**HOW TO COMPLETE THIS TASK:**
Each line of the records below that holds "with" should be returned.
━━━ EXERCISE INPUTS ━━━
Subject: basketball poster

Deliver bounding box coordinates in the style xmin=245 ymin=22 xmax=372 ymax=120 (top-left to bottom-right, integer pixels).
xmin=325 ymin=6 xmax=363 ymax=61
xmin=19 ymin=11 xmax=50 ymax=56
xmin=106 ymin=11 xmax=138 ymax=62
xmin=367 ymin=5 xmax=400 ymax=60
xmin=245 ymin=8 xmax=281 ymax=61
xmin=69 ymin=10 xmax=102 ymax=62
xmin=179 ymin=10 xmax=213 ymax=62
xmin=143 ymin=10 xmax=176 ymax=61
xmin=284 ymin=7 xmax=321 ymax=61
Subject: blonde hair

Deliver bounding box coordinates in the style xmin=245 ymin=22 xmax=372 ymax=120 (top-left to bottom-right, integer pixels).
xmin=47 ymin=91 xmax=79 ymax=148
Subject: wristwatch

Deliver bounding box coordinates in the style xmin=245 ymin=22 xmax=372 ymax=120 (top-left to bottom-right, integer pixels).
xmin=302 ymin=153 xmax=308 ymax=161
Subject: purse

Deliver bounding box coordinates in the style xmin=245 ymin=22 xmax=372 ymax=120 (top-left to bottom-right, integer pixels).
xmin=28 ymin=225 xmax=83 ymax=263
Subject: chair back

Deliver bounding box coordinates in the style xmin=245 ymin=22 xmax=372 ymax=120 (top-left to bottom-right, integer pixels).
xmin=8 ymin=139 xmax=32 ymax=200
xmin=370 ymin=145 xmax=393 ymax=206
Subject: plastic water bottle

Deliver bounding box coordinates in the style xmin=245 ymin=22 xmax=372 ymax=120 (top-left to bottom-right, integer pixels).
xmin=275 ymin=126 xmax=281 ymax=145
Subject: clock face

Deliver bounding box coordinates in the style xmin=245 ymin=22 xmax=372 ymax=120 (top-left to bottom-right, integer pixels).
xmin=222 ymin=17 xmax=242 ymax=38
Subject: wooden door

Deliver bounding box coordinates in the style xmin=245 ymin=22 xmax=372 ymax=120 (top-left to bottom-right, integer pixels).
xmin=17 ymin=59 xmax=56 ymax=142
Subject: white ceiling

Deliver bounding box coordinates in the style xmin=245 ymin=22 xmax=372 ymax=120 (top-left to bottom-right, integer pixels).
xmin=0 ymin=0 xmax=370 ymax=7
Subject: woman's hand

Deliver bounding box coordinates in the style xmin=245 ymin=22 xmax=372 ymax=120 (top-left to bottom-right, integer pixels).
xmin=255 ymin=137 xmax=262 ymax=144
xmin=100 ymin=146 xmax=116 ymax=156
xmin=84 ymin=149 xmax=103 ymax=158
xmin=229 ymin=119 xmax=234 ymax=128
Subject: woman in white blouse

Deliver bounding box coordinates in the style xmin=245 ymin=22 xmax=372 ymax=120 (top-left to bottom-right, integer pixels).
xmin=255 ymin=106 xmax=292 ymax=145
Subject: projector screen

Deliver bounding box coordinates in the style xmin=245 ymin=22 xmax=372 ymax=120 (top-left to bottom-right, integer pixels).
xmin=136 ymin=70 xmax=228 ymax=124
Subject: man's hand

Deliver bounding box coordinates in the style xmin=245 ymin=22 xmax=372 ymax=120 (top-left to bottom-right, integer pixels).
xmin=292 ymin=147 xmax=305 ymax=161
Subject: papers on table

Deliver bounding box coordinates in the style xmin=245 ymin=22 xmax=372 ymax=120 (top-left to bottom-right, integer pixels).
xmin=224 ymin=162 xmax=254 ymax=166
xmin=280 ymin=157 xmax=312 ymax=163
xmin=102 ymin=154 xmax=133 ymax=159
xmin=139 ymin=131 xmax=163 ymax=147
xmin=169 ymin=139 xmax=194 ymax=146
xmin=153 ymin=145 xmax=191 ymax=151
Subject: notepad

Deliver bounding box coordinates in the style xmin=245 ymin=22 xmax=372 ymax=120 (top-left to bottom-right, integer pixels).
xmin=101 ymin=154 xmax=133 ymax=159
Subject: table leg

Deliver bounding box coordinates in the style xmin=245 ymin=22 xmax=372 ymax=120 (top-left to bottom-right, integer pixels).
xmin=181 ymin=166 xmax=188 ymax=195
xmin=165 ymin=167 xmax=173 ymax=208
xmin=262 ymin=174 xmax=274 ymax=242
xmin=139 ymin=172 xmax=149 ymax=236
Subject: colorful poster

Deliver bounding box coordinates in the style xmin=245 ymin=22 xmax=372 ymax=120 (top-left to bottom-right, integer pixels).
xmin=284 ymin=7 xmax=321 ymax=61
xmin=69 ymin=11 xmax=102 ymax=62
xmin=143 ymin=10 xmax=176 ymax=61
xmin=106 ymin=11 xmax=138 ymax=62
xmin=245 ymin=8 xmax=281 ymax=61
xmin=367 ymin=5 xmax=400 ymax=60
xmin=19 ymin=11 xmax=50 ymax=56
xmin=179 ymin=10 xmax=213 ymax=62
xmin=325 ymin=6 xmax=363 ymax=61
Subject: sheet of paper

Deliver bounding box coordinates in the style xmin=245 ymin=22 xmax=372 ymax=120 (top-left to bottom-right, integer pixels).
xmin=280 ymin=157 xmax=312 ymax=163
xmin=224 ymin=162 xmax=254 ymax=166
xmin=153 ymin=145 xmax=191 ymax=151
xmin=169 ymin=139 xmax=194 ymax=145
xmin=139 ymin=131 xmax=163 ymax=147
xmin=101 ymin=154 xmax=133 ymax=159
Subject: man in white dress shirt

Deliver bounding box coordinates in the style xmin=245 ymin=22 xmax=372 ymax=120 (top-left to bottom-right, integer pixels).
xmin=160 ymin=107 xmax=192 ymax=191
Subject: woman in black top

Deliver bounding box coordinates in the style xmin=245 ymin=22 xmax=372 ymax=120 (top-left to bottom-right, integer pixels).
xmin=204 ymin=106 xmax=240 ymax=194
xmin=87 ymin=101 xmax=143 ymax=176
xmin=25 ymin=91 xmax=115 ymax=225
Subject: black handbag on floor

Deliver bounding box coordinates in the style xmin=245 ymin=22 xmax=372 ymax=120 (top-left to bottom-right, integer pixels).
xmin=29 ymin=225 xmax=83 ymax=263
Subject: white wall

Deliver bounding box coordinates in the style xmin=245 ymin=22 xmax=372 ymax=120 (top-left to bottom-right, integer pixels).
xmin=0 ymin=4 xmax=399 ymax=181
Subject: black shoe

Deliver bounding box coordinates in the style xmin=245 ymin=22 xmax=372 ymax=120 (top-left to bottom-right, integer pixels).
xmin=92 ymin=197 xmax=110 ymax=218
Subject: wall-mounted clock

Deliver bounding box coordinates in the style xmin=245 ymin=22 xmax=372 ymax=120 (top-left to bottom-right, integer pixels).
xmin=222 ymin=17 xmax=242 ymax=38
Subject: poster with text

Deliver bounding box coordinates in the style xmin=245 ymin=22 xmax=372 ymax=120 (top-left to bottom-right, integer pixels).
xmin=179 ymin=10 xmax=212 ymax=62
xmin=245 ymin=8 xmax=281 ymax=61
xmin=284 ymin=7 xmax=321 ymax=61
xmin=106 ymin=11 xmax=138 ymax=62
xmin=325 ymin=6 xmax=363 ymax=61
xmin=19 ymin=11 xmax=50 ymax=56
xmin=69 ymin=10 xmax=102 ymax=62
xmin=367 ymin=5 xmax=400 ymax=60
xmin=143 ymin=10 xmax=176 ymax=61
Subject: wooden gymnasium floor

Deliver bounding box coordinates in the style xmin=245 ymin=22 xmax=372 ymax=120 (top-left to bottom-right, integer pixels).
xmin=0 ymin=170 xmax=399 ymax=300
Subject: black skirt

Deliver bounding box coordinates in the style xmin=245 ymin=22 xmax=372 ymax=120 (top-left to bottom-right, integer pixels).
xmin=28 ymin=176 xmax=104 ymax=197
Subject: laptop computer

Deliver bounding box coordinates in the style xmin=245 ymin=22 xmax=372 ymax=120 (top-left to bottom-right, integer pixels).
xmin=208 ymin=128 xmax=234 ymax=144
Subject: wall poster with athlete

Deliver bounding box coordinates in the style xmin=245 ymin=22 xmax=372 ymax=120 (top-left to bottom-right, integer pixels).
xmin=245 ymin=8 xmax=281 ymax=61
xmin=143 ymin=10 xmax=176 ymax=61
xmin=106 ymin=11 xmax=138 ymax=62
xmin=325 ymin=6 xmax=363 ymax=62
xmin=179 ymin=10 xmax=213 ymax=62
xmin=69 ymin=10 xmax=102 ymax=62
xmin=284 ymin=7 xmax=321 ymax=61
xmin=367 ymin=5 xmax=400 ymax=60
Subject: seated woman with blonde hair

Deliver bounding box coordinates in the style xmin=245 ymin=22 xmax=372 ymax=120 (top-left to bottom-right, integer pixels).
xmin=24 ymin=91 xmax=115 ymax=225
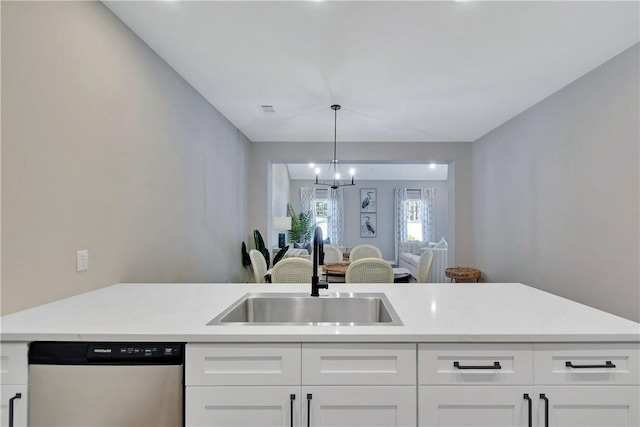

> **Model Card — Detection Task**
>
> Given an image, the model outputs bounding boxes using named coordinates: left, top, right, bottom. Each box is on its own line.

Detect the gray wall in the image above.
left=270, top=164, right=291, bottom=246
left=250, top=142, right=473, bottom=267
left=472, top=44, right=639, bottom=321
left=1, top=2, right=250, bottom=314
left=289, top=180, right=448, bottom=260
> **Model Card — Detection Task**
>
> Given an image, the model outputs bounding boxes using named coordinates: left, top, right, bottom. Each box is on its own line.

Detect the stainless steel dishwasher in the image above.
left=28, top=342, right=184, bottom=427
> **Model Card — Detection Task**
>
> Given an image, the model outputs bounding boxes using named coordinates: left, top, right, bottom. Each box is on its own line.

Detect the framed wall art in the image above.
left=360, top=188, right=376, bottom=213
left=360, top=213, right=377, bottom=238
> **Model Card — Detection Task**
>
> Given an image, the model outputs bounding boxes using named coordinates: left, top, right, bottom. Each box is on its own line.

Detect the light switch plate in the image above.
left=77, top=250, right=88, bottom=272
━━━
**WRITTEN ANSWER:**
Subject: poster with text
Subject: wall poster with athlete
Subject: seated woman with blonde hair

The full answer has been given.